→ **How to complete this task**:
Every entry, from the first line to the last, should be output exactly.

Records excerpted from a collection
▽

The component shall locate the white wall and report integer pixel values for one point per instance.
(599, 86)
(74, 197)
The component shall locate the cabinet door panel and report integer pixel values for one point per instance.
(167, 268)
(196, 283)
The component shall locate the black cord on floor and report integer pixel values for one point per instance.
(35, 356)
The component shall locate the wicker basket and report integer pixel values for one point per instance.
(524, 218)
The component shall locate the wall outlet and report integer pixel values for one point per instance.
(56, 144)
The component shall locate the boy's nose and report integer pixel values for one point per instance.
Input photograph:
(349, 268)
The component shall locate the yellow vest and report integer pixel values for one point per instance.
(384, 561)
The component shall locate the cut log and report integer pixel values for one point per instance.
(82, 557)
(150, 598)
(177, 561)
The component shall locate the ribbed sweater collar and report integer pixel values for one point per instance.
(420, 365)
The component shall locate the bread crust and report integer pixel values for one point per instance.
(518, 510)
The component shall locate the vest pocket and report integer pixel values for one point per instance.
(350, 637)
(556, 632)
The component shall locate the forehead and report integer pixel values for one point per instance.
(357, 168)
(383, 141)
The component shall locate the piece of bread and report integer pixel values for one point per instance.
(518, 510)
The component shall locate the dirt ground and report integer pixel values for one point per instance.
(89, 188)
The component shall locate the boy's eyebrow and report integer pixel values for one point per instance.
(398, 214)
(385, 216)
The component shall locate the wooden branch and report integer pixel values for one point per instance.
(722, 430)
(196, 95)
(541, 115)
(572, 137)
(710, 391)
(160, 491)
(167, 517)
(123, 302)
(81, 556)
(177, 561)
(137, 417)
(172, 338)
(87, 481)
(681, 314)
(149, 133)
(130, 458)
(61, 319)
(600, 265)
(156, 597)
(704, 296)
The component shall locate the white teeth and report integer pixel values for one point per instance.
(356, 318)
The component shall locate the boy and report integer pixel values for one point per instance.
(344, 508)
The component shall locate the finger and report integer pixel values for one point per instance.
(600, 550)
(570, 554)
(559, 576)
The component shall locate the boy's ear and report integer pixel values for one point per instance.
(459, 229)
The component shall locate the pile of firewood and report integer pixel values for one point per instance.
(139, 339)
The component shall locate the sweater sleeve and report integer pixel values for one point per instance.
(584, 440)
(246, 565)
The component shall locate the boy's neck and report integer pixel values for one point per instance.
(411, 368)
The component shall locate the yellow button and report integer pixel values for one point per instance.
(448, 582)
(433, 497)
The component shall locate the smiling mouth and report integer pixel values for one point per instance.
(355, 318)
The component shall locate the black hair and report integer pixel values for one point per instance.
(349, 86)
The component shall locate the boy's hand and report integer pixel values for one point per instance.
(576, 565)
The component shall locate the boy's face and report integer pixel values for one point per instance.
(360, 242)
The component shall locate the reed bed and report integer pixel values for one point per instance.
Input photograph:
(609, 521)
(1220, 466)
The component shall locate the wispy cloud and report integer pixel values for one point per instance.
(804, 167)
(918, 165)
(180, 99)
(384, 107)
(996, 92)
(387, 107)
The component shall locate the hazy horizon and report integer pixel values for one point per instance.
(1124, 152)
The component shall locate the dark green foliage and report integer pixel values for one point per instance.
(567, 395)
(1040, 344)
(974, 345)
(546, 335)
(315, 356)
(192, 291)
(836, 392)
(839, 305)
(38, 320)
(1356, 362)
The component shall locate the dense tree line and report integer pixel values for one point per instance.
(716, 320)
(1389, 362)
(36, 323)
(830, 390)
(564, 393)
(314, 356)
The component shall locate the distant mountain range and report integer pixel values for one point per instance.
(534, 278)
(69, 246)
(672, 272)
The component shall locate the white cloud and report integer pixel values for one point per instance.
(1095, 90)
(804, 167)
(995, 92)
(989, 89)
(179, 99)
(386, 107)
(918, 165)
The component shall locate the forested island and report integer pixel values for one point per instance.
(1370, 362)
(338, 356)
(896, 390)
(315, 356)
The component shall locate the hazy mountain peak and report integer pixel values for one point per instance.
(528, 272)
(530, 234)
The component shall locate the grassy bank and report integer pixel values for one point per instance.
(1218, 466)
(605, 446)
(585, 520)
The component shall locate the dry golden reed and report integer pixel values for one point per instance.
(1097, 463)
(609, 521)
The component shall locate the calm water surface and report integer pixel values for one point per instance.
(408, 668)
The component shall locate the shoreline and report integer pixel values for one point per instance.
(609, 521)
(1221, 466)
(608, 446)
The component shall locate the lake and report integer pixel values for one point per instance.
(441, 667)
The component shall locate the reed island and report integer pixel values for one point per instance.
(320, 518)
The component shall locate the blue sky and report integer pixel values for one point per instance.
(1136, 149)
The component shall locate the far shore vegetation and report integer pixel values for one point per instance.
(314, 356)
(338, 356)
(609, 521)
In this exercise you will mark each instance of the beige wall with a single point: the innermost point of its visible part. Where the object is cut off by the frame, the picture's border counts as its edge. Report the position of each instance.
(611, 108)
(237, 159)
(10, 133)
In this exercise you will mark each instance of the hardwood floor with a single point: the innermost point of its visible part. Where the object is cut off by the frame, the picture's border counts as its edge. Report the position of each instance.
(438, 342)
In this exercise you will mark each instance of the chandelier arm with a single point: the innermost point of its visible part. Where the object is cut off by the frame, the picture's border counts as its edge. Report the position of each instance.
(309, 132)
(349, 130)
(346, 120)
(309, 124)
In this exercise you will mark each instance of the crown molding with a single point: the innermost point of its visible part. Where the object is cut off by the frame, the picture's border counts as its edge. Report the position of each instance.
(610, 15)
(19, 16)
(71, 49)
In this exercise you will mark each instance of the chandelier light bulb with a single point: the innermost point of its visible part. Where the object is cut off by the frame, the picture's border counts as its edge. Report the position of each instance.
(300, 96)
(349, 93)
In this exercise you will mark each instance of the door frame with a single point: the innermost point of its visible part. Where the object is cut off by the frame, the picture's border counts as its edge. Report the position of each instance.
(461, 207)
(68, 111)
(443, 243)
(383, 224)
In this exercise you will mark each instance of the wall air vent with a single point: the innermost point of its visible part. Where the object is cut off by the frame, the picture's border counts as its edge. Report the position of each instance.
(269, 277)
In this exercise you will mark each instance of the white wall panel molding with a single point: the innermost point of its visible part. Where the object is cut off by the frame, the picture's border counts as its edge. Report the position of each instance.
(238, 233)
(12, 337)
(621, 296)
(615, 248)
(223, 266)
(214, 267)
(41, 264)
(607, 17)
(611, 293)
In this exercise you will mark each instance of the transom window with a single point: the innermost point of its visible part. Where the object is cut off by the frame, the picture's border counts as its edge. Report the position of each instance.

△

→ **Reply**:
The component shall locate the white wall and report integer pixel values for one point per instance.
(599, 86)
(74, 197)
The component shall locate the cabinet door panel and report integer pixel values for one point per instance.
(167, 268)
(196, 283)
The component shall locate the black cord on floor and report integer pixel values for one point per instance.
(35, 356)
The component shall locate the wicker basket and report integer pixel values for one point per instance.
(524, 218)
The component shall locate the wall outlet and report integer pixel values for one point per instance.
(56, 144)
The component shall locate the boy's nose and report integer pixel values for one point per instance.
Input photograph:
(349, 268)
The component shall locate the yellow vest and report integer pixel values for one point per instance.
(384, 561)
The component shall locate the cut log and report integer pixel values for one point per instance.
(82, 557)
(150, 598)
(177, 561)
The component shall locate the ribbed sweater collar and report integer pixel values for one point per instance.
(420, 365)
The component shall locate the bread crust and report integer pixel values for one point per instance.
(518, 510)
The component shall locate the vest pocket and report integer pixel values for one point per instance.
(350, 637)
(556, 632)
The component shall locate the forehead and report integer pixel values for one point per instance.
(357, 168)
(383, 141)
The component shall locate the piece of bread and report integer pixel values for one point per instance.
(518, 510)
The component shall locate the dirt ground and report integer pixel values for one point per instance.
(89, 188)
The component shall locate the boy's eyebrow and report integer pixel values for one point per instance.
(398, 214)
(385, 216)
The component shall locate the wooden branch and report integer pixel values for one point per instance.
(722, 430)
(196, 95)
(541, 115)
(572, 137)
(710, 391)
(160, 491)
(167, 517)
(123, 302)
(81, 556)
(177, 561)
(137, 417)
(172, 338)
(87, 481)
(681, 314)
(149, 133)
(130, 458)
(61, 319)
(600, 265)
(156, 597)
(704, 296)
The component shall locate the white teeth and report integer pixel values for one point per instance.
(356, 318)
The component shall locate the boy and report integer pixel values for one point per instance.
(344, 508)
The component shall locate the finger and report integer pixel values for one point per instance.
(600, 550)
(570, 554)
(559, 576)
The component shall locate the boy's ear and report integer pixel values for one point per instance.
(459, 229)
The component shall locate the pile of firewood and report integer pixel values for one point per instance.
(139, 339)
The component shall locate the sweater sleeve and report integer pixel values for one point per instance.
(584, 440)
(246, 565)
The component shall locate the boy's neck and report integer pixel values for one point per instance.
(411, 368)
The component shall locate the yellow button and report integer pixel values for one point per instance.
(448, 582)
(433, 497)
The component shall locate the smiling mouth and report integer pixel values for one point per instance.
(355, 318)
The component shall locate the black hair and report integer pixel values for one point per instance.
(349, 86)
The component shall locate the boy's hand and report integer pixel values for one point per instance.
(576, 565)
The component shall locate the boy's face and report integer pixel values for one point per instance.
(360, 242)
The component shall locate the reed bed and report integer pixel values for one point per instance.
Input photograph:
(609, 521)
(1220, 466)
The component shall locate the wispy cloud and report integer pixel values for one point per instance.
(804, 167)
(918, 165)
(180, 99)
(384, 107)
(996, 92)
(387, 107)
The component shall locate the hazy horizon and report integer pixel values for one point per instance.
(1124, 152)
The component shall locate the dark green foliage and report integer pixel values for one point per instance.
(567, 395)
(1040, 344)
(974, 345)
(546, 335)
(315, 356)
(192, 291)
(836, 392)
(839, 305)
(38, 320)
(1356, 362)
The component shall locate the dense tree line and report integer pixel values for one point per instance.
(716, 320)
(1389, 362)
(36, 323)
(830, 390)
(564, 393)
(314, 356)
The component shall locate the distant mountain range and report integer pixel values for one point per instance.
(534, 278)
(69, 246)
(672, 272)
The component shall locate the white cloud and report integer pixel values for one point per instance.
(1095, 90)
(804, 167)
(995, 92)
(989, 89)
(179, 99)
(386, 107)
(918, 165)
The component shall locate the forested island and report integer pixel values for one point per instance.
(1370, 362)
(338, 356)
(896, 390)
(315, 356)
The component shall locate the hazy mountain peak and report integer pixel values for one point per instance.
(528, 272)
(530, 234)
The component shall locate the grassy bank and report integer pixel values for one point per instance.
(1218, 466)
(605, 446)
(585, 520)
The component shall locate the dry golden reed and report integer pixel values for one point per instance.
(1097, 463)
(609, 521)
The component shall locate the calm water surface and report integer pixel values for one point per instance.
(408, 668)
The component shall locate the shoreline and report integer pixel values for one point per instance.
(609, 521)
(1221, 466)
(608, 446)
The component shall locate the lake and report integer pixel values for one point per instance.
(441, 667)
The component shall locate the reed island and report integer pixel values for one point per instance.
(320, 518)
The component shall locate the blue sky and report integer pixel values for one point per instance.
(1136, 149)
The component shall locate the far shore vegetation and report integer pixel values for one point per instance.
(314, 356)
(338, 356)
(609, 521)
In this exercise you will mark each instance of the beige wall with a single point: the innermost point of its visible part. Where the object is cut off by the frame, the picture's border counts as its edge. Report the position of each instance.
(611, 108)
(237, 159)
(10, 133)
In this exercise you will mark each instance of the hardwood floor with a single point: the innermost point of its visible part. Where the object is cut off by the frame, the picture's border counts as its edge. Report the position of each instance.
(438, 342)
In this exercise you will mark each instance of the chandelier arm with a single point: the innermost point of its visible part. Where the object is cut off by the frame, the picture's border counts as its edge. Report the position of each instance.
(309, 132)
(349, 130)
(346, 120)
(309, 124)
In this exercise you will mark each instance of the crown molding with a single point: the innermost point of its visible part. Where the object is cut off by the frame, the picture's border counts as its edge. Report the position of each instance.
(610, 15)
(19, 16)
(71, 49)
In this exercise you will mark each instance of the chandelier light bulb with a single point: the innermost point of its visible part. Where the object is cut off by the frame, the picture's border counts as its edge. Report the position of each instance.
(300, 96)
(349, 93)
In this exercise you will mark each instance of the door frame with a single point: the innermost point of its visible part. Where the object is cut off by the frame, the picture's border counts as its edge. Report the position of each instance.
(461, 207)
(68, 111)
(443, 243)
(383, 224)
In this exercise you will mark each instance of the wall air vent with a single point: the innermost point of its visible part. Where the object is cut off by the frame, the picture's border counts as its edge. Report the position of each instance.
(269, 277)
In this exercise you will mark each instance of the white wall panel molding with a single point: the innermost point of its visible part. Where the object is cut off by the frame, the picture's border counts as its edge. Report the position of each instance.
(238, 233)
(12, 337)
(621, 296)
(615, 248)
(223, 266)
(214, 267)
(41, 264)
(607, 17)
(611, 293)
In this exercise you will mark each instance of the transom window with a single point: the innermost point of its visible part. Where the object is cut off by the frame, the picture's border counts as its edge. Report the position of each instance.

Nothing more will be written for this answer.